## Objective:
List every prerequisite, with its version, that the Hadoop cloud scripts installation text below gives for using the Python cloud scripts.

## Passage to read:
| h1. Installation |
| |
| The Python cloud scripts enable you to run Hadoop on cloud providers. |
| A working cluster will start immediately with one command. It's ideal for |
| running temporary Hadoop clusters to carry out a proof of concept, or to run a |
| few one-time jobs. Currently, the scripts support Amazon EC2 only, but in the |
| future other cloud providers may also be supported. |
| |
| Amazon Machine Images (AMIs) and associated launch scripts are provided that |
| make it easy to run Hadoop on EC2. Note that the AMIs contain only base packages |
| (such as Java), and not a particular version of Hadoop because Hadoop is |
| installed at launch time. |
| |
| *In this section, command lines that start with {{#}} are executed on a cloud |
| instance, and command lines starting with a {{%}} are executed on your |
| workstation.* |
| |
| h2. Installing the Python Cloud Scripts |
| |
| The following prerequisites apply to using the Python cloud scripts: |
| * Python 2.5 |
| * boto 1.8d |
| * simplejson 2.0.9 |
| |
| You can install bot and simplejson by using |
| [easy\_install|http://pypi.python.org/pypi/setuptools]: |
| {code} |
| % easy_install "simplejson==2.0.9" |
| % easy_install "boto==1.8d" |
| {code} |
| |
| *NOTE: If you have both Python 2.5 and 2.6 on your system (e.g. OS X Snow Leopard), then you should use {{easy_install-2.5}}.* |
| |
| Alternatively, you might like to use the python-boto and python-simplejson RPM |
| and Debian packages. |
| |
| The Python Cloud scripts are packaged in the source tarball. Unpack the tarball |
| on your system. The CDH Cloud scripts are in _contrib/python/src/py_. |
| For convenience, you can add this directory to your path. |
| |

## Information shown:
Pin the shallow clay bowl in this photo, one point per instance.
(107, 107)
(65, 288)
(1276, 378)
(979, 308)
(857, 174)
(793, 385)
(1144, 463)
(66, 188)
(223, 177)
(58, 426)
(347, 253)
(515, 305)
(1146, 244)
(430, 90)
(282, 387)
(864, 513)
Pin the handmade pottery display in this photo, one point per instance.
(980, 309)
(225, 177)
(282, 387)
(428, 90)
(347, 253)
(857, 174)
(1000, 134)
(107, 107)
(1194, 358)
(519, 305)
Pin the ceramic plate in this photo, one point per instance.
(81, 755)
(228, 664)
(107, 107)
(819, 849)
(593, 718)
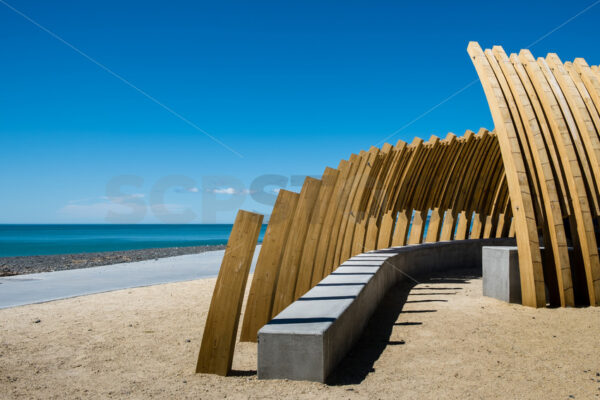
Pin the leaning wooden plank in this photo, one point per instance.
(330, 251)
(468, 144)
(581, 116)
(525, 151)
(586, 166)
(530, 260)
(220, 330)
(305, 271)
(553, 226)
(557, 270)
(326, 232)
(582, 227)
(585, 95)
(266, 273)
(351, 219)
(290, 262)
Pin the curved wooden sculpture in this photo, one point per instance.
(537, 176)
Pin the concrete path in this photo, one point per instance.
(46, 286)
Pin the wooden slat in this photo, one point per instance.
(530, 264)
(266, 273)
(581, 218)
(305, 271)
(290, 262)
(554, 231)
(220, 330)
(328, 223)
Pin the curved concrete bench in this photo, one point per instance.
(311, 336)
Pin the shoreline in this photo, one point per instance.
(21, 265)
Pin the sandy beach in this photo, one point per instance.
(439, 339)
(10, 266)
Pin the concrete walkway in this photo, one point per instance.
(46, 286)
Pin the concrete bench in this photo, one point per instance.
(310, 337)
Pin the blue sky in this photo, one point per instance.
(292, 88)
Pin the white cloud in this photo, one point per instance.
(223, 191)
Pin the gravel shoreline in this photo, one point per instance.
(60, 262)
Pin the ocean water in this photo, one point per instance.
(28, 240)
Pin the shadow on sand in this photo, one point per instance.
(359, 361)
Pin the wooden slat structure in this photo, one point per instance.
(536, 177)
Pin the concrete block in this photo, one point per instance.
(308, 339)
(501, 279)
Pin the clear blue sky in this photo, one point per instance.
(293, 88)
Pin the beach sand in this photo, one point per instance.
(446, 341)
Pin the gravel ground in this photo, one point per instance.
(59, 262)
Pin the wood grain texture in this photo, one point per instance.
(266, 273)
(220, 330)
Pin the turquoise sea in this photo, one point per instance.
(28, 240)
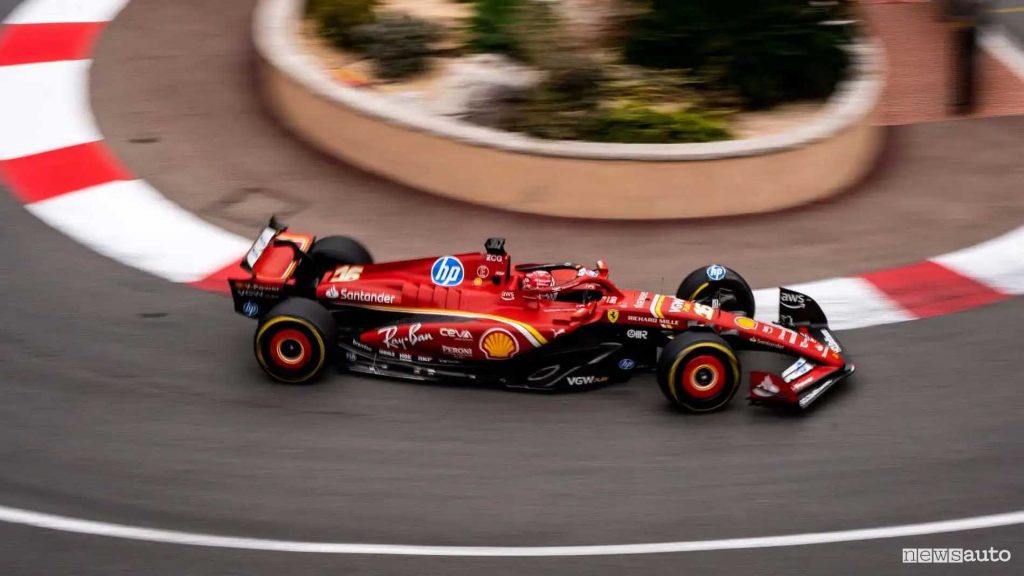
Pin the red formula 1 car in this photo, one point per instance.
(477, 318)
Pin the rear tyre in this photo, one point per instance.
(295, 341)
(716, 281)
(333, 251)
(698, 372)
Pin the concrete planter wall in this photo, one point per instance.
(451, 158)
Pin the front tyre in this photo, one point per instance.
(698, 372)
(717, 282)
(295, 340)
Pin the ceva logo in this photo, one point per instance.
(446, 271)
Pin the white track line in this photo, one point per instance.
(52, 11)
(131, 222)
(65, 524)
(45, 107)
---
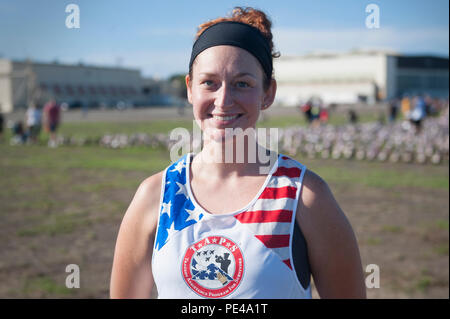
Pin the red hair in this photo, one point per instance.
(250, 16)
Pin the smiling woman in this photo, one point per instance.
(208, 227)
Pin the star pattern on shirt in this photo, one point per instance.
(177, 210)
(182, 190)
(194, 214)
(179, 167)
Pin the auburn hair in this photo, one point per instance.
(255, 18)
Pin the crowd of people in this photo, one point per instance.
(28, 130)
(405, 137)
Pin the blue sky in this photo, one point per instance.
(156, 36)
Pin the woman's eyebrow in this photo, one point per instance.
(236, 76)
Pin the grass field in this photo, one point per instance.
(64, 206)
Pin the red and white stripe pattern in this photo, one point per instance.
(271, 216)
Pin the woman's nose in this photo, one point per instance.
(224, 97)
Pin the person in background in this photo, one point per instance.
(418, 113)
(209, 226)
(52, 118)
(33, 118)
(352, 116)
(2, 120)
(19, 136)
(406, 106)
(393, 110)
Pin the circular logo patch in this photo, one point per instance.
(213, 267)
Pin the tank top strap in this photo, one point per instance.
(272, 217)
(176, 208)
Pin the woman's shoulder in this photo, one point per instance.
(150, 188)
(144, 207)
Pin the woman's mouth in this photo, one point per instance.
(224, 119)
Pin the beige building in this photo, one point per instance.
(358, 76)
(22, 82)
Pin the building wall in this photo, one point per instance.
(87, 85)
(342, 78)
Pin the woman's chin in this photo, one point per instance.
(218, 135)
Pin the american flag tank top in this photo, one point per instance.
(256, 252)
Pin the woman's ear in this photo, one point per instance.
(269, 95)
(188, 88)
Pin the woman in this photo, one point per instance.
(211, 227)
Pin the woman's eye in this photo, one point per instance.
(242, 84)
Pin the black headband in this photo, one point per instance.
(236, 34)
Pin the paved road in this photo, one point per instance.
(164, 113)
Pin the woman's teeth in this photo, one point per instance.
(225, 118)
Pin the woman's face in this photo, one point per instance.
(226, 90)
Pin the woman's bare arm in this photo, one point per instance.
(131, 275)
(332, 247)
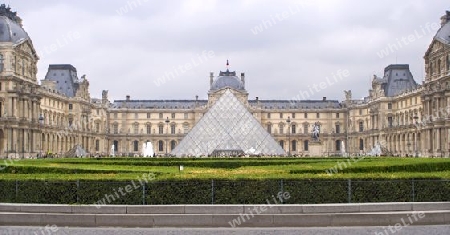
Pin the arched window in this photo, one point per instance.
--
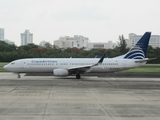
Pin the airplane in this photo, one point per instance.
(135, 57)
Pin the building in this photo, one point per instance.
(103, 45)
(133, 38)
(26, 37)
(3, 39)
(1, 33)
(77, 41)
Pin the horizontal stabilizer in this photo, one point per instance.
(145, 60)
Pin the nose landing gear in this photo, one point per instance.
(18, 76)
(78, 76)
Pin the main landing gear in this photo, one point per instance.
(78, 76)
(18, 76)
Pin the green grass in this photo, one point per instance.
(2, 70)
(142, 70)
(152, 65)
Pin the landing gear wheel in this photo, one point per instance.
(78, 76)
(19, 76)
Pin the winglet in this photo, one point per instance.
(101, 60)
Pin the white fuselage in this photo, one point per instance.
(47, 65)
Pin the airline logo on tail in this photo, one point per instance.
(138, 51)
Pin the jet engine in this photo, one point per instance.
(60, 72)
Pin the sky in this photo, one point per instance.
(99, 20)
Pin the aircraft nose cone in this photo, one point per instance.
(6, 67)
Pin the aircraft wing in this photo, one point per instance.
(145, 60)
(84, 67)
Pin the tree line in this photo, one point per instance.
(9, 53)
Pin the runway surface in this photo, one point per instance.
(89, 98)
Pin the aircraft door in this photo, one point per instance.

## Reply to the exercise:
- Python 2.5
- boto 1.8d
- simplejson 2.0.9